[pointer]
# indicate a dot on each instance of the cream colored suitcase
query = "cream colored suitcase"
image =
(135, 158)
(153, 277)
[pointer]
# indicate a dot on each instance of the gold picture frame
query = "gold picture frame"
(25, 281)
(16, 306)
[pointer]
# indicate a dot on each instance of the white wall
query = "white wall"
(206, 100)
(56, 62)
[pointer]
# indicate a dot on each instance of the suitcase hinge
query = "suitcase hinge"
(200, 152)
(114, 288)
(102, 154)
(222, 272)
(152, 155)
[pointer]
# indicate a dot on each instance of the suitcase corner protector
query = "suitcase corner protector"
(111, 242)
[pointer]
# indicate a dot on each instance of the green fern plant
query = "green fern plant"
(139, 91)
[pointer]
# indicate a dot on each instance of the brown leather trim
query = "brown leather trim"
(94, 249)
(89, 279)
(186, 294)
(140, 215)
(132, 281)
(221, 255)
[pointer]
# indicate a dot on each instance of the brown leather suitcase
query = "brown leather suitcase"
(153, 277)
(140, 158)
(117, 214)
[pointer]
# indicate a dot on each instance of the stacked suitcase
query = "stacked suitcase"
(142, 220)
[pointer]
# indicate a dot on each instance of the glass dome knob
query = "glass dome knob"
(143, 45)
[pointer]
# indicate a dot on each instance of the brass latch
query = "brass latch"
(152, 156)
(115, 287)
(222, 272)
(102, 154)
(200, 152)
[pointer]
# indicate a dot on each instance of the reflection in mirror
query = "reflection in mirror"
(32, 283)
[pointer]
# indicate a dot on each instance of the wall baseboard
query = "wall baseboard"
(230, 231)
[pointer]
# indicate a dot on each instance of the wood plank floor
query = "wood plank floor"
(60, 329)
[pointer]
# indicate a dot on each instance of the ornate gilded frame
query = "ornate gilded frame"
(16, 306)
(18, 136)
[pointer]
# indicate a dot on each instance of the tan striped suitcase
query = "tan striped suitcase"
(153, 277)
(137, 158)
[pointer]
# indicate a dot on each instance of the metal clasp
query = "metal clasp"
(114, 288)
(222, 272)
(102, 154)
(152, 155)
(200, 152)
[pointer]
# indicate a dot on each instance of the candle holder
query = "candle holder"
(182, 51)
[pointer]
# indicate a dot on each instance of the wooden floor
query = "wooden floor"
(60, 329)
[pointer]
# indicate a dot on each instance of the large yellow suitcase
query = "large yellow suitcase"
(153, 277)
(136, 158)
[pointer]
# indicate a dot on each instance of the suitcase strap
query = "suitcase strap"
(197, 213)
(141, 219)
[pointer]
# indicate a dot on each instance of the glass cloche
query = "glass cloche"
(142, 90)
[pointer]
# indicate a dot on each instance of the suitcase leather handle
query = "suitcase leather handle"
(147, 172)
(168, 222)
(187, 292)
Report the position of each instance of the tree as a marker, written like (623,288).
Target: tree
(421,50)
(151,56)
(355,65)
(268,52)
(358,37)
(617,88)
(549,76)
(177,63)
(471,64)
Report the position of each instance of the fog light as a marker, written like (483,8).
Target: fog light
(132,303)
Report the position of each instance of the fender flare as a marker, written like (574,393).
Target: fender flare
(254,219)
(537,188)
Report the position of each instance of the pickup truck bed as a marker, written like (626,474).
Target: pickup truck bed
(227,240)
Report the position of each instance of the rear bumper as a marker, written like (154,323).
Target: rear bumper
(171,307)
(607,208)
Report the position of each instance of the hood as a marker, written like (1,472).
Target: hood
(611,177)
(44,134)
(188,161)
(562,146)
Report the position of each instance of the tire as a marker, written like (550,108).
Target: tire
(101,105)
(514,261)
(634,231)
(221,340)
_ _ _ _ _ _ _
» YOUR ASSIGNMENT
Output all of the data exactly as given.

» SOLUTION
[pointer]
# indicate a dot on each instance of the cream colored suitcase
query = "cream colored suitcase"
image =
(135, 158)
(153, 277)
[pointer]
# indicate a dot on each instance of the gold picture frame
query = "gold picture frame"
(25, 281)
(16, 306)
[pointer]
# indicate a dot on each instance of the white wall
query = "white wall"
(206, 100)
(56, 62)
[pointer]
# indicate a dot on each instance of the suitcase hinge
query = "suitcase hinge"
(200, 152)
(114, 288)
(102, 154)
(222, 272)
(152, 155)
[pointer]
# indicate a dot on each instance of the suitcase corner protector
query = "suitcase corner protector"
(111, 242)
[pointer]
# indicate a dot on each instance of the green fern plant
query = "green fern plant"
(139, 91)
[pointer]
# indicate a dot on each instance of the brown leather trim
query = "brown leather trim"
(94, 249)
(89, 279)
(186, 294)
(140, 215)
(132, 281)
(221, 255)
[pointer]
# indicate a dot on each instance of the brown leather suitcase
query = "brown leather suitcase"
(153, 277)
(140, 158)
(117, 214)
[pointer]
# indicate a dot on each instance of the stacked suitcase
query = "stacked suitcase"
(142, 220)
[pointer]
# indicate a dot on each instance of the glass dome knob
query = "glass dome knob"
(143, 45)
[pointer]
# indicate a dot on each instance of the brass latch
query = "brass latch"
(152, 156)
(115, 287)
(222, 272)
(102, 154)
(200, 152)
[pointer]
# indicate a dot on each instance of the reflection in mirror
query = "reflection in mirror"
(32, 283)
[pointer]
# indicate a dot on each instance of the wall baseboard
query = "wall baseboard"
(230, 231)
[pointer]
# indicate a dot on each instance of the wood plank floor
query = "wood plank floor"
(60, 329)
[pointer]
# indicate a dot on each instance of the ornate gilded frame
query = "ornate gilded frame"
(16, 306)
(18, 136)
[pointer]
# indicate a dot on each instance of the tan striped suitcase
query = "tan striped suitcase"
(153, 277)
(137, 158)
[pointer]
# indicate a dot on each instance of the metal clasp
query = "metal clasp"
(114, 288)
(222, 272)
(102, 154)
(152, 155)
(200, 152)
[pointer]
# indicate a dot on each instance of the candle holder
query = "candle holder"
(182, 51)
[pointer]
# indicate a dot on each instance of the wooden floor
query = "wooden floor"
(60, 329)
[pointer]
# indicate a dot on each instance of the large yellow suitcase
query = "large yellow suitcase"
(153, 277)
(136, 158)
[pointer]
# indicate a dot on each instance of the suitcase strap
query = "suitcase strap"
(197, 213)
(141, 219)
[pointer]
# indicate a dot on each instance of the glass cloche
query = "glass cloche"
(142, 90)
[pointer]
# indicate a dot on each instance of the suitcase leather handle
query = "suitcase leather handle"
(147, 172)
(168, 222)
(187, 292)
Report the position of each instance of the tree as a marker, written like (623,288).
Target: tree
(421,50)
(151,56)
(355,65)
(268,52)
(358,37)
(617,88)
(549,76)
(177,63)
(471,64)
Report the position of each instance of the fog light as a marker, written like (483,8).
Target: fog light
(132,303)
Report the position of each instance of the fender flare as a marker, written like (574,393).
Target: fender flare
(254,219)
(537,188)
Report the position of each instance of the pickup truck bed as a marker, written like (626,474).
Target: pickup truck bed
(227,240)
Report the position of each instance of the rear bumper as a marker, written like (154,323).
Target: rear bumper
(171,307)
(607,208)
Report the position of each instance of the hood as a marker, written like (1,472).
Target: hood
(611,177)
(44,134)
(188,161)
(562,146)
Report the position of each instance of the tire as a marker, written like (550,108).
Target: tire
(101,105)
(514,261)
(634,231)
(221,340)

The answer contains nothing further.